**Brief 1**
Please give the listing, from its first line through the line holding "261 681 L 362", inclusive, as a Markdown table with the columns Row and Line. Leave out any blank lines.
**Brief 2**
Carry the forum thread about transporting a bicycle with an X-Trail onward from the point where it stops.

**Given text**
# Bicycle Rack



## mdj (Jul 6, 2005)

Looking for some advice and perhaps individual preferences when it comes to transporting a bicycle with the XTrail. I can lay my triathlon bike inside without having to break it down at all, provided the back seat is down of course. However it is a tight fit. Just wondering what other options exist? I know Thule, etc make trailer hitch and roof mounted systems. I'd like to hear from anyone using a roof mounted system on their XTrail regarding cost, make, functionality, etc.

Thanks


----------



## Ryan_U (Apr 29, 2005)

mdj said:


> Looking for some advice and perhaps individual preferences when it comes to transporting a bicycle with the XTrail. I can lay my triathlon bike inside without having to break it down at all, provided the back seat is down of course. However it is a tight fit. Just wondering what other options exist? I know Thule, etc make trailer hitch and roof mounted systems. I'd like to hear from anyone using a roof mounted system on their XTrail regarding cost, make, functionality, etc.
> 
> Thanks


How about a bike hitch that goes on a trailer hitch in the back of the car.

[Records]
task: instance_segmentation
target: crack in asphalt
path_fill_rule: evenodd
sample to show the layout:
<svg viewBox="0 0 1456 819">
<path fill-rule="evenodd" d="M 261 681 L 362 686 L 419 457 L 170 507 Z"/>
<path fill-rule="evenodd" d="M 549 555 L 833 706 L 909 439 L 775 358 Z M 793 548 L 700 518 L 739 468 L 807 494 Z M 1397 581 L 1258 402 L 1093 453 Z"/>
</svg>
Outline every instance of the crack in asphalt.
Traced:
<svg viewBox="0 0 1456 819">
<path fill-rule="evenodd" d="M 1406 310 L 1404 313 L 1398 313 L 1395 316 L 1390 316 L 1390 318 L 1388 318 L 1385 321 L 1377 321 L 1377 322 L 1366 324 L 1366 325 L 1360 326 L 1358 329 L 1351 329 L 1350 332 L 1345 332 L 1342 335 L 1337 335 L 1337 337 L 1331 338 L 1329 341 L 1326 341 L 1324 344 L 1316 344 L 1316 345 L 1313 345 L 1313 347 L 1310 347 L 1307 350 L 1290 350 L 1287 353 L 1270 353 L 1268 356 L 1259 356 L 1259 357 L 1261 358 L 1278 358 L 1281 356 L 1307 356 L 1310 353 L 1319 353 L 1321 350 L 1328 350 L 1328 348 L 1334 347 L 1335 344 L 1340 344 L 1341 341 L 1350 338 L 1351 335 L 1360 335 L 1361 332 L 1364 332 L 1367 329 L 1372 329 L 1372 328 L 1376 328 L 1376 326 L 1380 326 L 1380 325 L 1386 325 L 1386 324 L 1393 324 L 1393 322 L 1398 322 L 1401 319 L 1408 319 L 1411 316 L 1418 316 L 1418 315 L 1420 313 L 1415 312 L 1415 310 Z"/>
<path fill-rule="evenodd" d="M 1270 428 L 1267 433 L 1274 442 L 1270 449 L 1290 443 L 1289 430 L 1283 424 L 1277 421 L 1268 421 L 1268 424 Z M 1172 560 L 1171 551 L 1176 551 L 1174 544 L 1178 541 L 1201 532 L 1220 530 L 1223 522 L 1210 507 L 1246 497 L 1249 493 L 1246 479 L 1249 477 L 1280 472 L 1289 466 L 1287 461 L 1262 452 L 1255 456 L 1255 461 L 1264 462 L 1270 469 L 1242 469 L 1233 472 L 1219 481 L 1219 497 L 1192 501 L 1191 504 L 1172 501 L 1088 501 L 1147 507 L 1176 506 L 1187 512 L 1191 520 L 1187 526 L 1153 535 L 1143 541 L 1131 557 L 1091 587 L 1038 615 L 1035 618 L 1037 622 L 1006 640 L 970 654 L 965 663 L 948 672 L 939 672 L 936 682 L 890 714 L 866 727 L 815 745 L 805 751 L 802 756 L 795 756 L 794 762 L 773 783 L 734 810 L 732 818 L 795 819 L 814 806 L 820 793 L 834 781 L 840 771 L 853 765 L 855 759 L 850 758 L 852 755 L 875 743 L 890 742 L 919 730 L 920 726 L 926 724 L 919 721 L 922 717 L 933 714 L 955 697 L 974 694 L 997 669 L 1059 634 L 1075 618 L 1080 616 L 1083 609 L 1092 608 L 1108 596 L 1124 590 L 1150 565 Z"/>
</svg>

**Reply 1**
| Row | Line |
|---|---|
| 1 | task: instance_segmentation |
| 2 | target: crack in asphalt |
| 3 | path_fill_rule: evenodd |
| 4 | sample to show the layout: |
| 5 | <svg viewBox="0 0 1456 819"> |
| 6 | <path fill-rule="evenodd" d="M 261 681 L 362 686 L 419 457 L 170 507 Z"/> |

**Reply 2**
----------



## boatek (May 13, 2005)

mdj,

I've spend time researching this here and otherplaces. What I've come up with is that you can put a Thule rack on the X-Trail. There are just a few minor modifications to the rack system. (No mods to the vehicle).
What you need is... 

Thule bars (50 inch min)
430 Tracker II Feet
TK6 fit Kit. (Alternatively TK8 or TK9 should work too)

The TK6 kit comes with a bolt on rail for the 4 fixed mounts on the X-Trail. The hole pattern is designed for the Honda CRV and Element, so you'll have to drill 4 new holes to match the X-Trail hole pattern. 

I have all the pieces in the basement, but haven't had the time or need to fit them to the vehicle. When I do, I'll post pictures of the setup.

Ken


----------



## ggmurray (Oct 6, 2004)

mdj said:


> Looking for some advice and perhaps individual preferences when it comes to transporting a bicycle with the XTrail. I can lay my triathlon bike inside without having to break it down at all, provided the back seat is down of course. However it is a tight fit. Just wondering what other options exist? I know Thule, etc make trailer hitch and roof mounted systems. I'd like to hear from anyone using a roof mounted system on their XTrail regarding cost, make, functionality, etc.
> 
> Thanks


I had a hitch installed and use the THULE hitch mounted system. It is excellent. It is pricey by the time you add in the cost of the hitch and the carrier but very effective and convenient.


----------



## jww (Apr 22, 2005)

boatek said:


> mdj,
> 
> I've spend time researching this here and otherplaces. What I've come up with is that you can put a Thule rack on the X-Trail. There are just a few minor modifications to the rack system. (No mods to the vehicle).
> What you need is...
> ...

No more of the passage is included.